**Written exercise:**
Update the rows below by changing each "Found at" to "Located at", and reproduce all the lines with nothing else altered.

[Dataset excerpt]
# # # # # # #
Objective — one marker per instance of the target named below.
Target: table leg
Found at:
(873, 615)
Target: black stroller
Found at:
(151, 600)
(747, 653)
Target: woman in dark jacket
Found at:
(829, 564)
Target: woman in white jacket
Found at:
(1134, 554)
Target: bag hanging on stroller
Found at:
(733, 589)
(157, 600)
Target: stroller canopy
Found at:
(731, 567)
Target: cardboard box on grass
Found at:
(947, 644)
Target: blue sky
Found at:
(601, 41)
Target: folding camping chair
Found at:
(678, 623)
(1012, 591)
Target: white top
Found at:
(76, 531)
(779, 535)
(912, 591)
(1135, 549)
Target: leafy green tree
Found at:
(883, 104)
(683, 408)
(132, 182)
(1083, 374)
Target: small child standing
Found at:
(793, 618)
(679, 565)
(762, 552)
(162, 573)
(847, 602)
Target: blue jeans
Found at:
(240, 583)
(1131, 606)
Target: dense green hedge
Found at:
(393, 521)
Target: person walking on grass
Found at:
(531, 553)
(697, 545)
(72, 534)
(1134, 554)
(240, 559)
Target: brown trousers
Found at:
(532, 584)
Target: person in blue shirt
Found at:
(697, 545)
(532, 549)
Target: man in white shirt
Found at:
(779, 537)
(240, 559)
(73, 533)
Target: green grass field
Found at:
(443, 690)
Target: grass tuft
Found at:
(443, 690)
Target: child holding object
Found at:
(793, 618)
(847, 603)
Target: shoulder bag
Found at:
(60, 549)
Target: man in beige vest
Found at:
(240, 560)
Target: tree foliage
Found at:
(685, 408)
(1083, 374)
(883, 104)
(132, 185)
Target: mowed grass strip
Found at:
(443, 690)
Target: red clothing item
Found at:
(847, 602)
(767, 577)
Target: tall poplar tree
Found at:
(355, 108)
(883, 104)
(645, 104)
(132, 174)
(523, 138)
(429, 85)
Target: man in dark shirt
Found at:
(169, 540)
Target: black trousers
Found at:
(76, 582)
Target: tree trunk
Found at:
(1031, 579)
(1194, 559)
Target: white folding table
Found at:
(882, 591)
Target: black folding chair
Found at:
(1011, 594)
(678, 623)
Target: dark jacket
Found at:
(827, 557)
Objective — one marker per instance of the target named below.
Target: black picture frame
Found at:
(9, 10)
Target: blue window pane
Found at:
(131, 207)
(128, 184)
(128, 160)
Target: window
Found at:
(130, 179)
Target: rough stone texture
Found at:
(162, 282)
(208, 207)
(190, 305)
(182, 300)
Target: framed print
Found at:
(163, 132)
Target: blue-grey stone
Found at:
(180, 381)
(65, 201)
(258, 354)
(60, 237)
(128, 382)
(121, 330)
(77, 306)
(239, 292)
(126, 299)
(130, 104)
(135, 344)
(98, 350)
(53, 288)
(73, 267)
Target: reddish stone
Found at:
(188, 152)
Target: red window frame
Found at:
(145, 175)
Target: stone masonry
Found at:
# # # # # # #
**Written answer:**
Objective — one marker per instance of the target named below.
Target: table leg
Located at:
(873, 615)
Target: black stroller
Located at:
(151, 600)
(747, 653)
Target: woman in dark jacket
Located at:
(829, 564)
Target: woman in white jacket
Located at:
(1134, 554)
Target: bag hanging on stroller
Located at:
(733, 589)
(157, 600)
Target: stroller canopy
Located at:
(731, 567)
Target: cardboard box on grass
Located at:
(947, 644)
Target: blue sky
Located at:
(601, 41)
Target: folding camping chair
Located at:
(678, 623)
(1012, 591)
Target: white top
Located at:
(76, 531)
(779, 535)
(912, 591)
(1135, 549)
Target: leafy green tree
Located at:
(883, 104)
(683, 408)
(132, 182)
(1083, 374)
Target: small child standing
Located at:
(793, 618)
(679, 565)
(762, 552)
(162, 573)
(847, 602)
Target: blue jeans
Located at:
(240, 583)
(1131, 606)
Target: dense green hedge
Located at:
(393, 521)
Target: person walking on grass
Located at:
(531, 553)
(697, 545)
(72, 534)
(1134, 554)
(240, 559)
Target: brown trousers
Located at:
(532, 584)
Target: person in blue shirt
Located at:
(697, 545)
(532, 549)
Target: man in white shirt
Located at:
(779, 537)
(240, 559)
(73, 533)
Target: green grass field
Located at:
(443, 690)
Target: grass tuft
Located at:
(443, 690)
Target: child holding object
Located at:
(793, 618)
(847, 603)
Target: shoulder bag
Located at:
(60, 549)
Target: man in beige vest
Located at:
(240, 560)
Target: tree foliage
Located at:
(685, 408)
(1083, 374)
(883, 104)
(132, 185)
Target: mowed grass strip
Located at:
(443, 690)
Target: red clothing item
Located at:
(847, 602)
(767, 577)
Target: tall poplar tree
Located at:
(355, 108)
(883, 104)
(645, 104)
(132, 174)
(523, 138)
(429, 85)
Target: man in dark shirt
Located at:
(169, 540)
Target: black trousers
Located at:
(76, 582)
Target: tree trunk
Located at:
(1031, 579)
(1194, 559)
Target: white folding table
Located at:
(882, 591)
Target: black folding chair
Located at:
(1011, 594)
(678, 623)
Target: dark jacket
Located at:
(827, 557)
Objective — one marker per instance of the target named below.
Target: black picture frame
Located at:
(9, 10)
Target: blue window pane
Located at:
(131, 207)
(128, 184)
(128, 160)
Target: window
Located at:
(130, 179)
Target: rough stone texture
Located at:
(162, 282)
(208, 207)
(190, 305)
(182, 300)
Target: framed print
Located at:
(163, 132)
Target: blue-grey stone
Located at:
(180, 381)
(65, 201)
(258, 354)
(60, 237)
(128, 382)
(121, 330)
(77, 306)
(239, 292)
(126, 299)
(130, 104)
(135, 344)
(98, 350)
(53, 288)
(73, 267)
Target: reddish stone
Located at:
(188, 152)
Target: red window frame
Located at:
(145, 175)
Target: stone masonry
Located at:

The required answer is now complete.